*What is needed*
Below are the records. Restate word for word every line from the one that contains "point: rear spoiler" through the final line, both included.

*Raw data*

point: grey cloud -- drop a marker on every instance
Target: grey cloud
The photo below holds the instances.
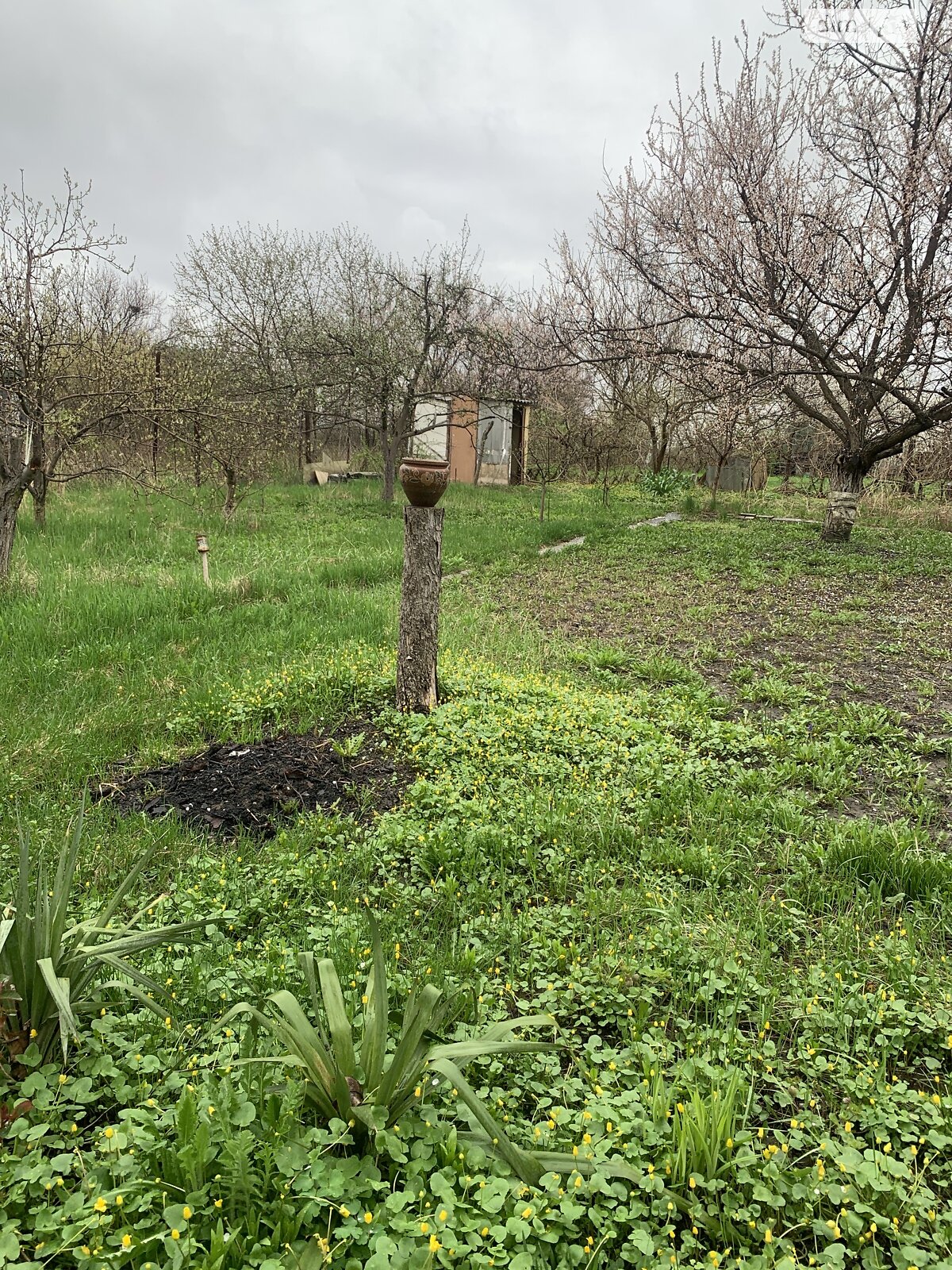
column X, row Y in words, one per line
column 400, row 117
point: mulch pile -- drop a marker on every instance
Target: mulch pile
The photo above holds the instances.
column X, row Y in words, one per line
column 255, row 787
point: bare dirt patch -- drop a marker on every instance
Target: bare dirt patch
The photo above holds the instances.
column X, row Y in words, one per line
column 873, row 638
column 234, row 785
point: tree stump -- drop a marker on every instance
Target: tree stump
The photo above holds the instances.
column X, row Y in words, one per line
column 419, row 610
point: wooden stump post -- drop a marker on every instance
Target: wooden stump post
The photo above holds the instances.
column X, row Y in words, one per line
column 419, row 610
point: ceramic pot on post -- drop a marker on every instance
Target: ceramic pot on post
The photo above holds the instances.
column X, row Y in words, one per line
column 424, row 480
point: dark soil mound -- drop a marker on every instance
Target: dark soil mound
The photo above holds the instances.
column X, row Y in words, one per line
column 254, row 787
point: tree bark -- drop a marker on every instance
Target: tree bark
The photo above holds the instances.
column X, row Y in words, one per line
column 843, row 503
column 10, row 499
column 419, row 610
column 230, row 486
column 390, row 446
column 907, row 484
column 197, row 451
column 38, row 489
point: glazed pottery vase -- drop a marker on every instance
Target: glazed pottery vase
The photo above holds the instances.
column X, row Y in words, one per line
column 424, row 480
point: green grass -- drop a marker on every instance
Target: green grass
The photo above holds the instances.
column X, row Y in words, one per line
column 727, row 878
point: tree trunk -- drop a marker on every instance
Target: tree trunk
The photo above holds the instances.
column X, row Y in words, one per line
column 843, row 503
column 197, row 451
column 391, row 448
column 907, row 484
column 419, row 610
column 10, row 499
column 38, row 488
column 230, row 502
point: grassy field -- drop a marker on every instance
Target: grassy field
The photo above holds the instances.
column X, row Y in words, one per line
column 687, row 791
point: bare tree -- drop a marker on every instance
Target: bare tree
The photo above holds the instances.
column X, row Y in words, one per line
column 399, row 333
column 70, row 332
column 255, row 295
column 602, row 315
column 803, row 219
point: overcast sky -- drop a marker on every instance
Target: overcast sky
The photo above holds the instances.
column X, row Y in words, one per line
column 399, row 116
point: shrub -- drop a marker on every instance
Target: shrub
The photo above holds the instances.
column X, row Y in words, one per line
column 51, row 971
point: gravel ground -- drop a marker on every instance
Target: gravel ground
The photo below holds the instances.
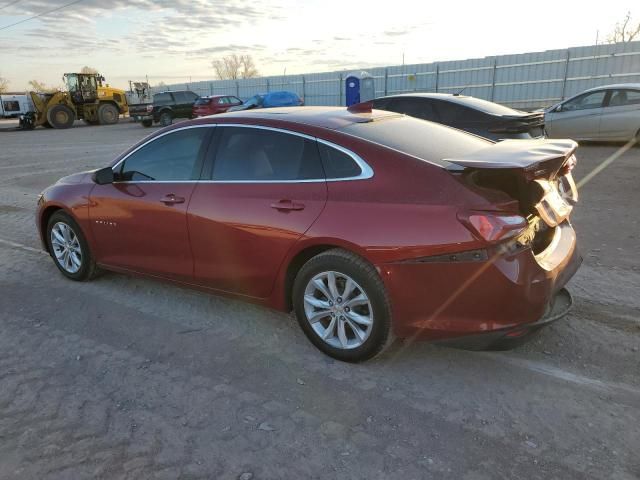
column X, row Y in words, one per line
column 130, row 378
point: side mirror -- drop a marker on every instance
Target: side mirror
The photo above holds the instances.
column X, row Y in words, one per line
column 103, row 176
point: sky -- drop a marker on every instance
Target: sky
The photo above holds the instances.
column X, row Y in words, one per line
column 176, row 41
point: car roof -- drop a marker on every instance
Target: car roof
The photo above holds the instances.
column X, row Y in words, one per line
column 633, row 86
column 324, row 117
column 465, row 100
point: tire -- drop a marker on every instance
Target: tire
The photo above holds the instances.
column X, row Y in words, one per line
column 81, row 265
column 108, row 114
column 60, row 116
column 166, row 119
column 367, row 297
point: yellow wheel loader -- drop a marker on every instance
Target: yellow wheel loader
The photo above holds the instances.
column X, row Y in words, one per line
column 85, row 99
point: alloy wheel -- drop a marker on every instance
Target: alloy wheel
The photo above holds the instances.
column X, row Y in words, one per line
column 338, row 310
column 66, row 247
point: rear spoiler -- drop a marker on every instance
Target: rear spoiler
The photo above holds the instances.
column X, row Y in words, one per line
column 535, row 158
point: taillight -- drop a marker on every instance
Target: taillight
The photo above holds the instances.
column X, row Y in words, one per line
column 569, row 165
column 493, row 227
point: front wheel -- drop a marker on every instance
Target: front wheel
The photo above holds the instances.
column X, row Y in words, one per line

*Worked solution*
point: rear spoiler -- drop a marker on every instance
Target: rear spoiler
The photo above holds the instances.
column X, row Y in words, one per line
column 535, row 158
point: taillight -- drop a marker on every instance
Target: taillight
The photo above holds the instances.
column X, row Y in words, one per line
column 569, row 165
column 493, row 227
point: front wheel -- drop a marker on every instance
Target: front wheel
The photo above holds the instances.
column X, row Y in words, one per line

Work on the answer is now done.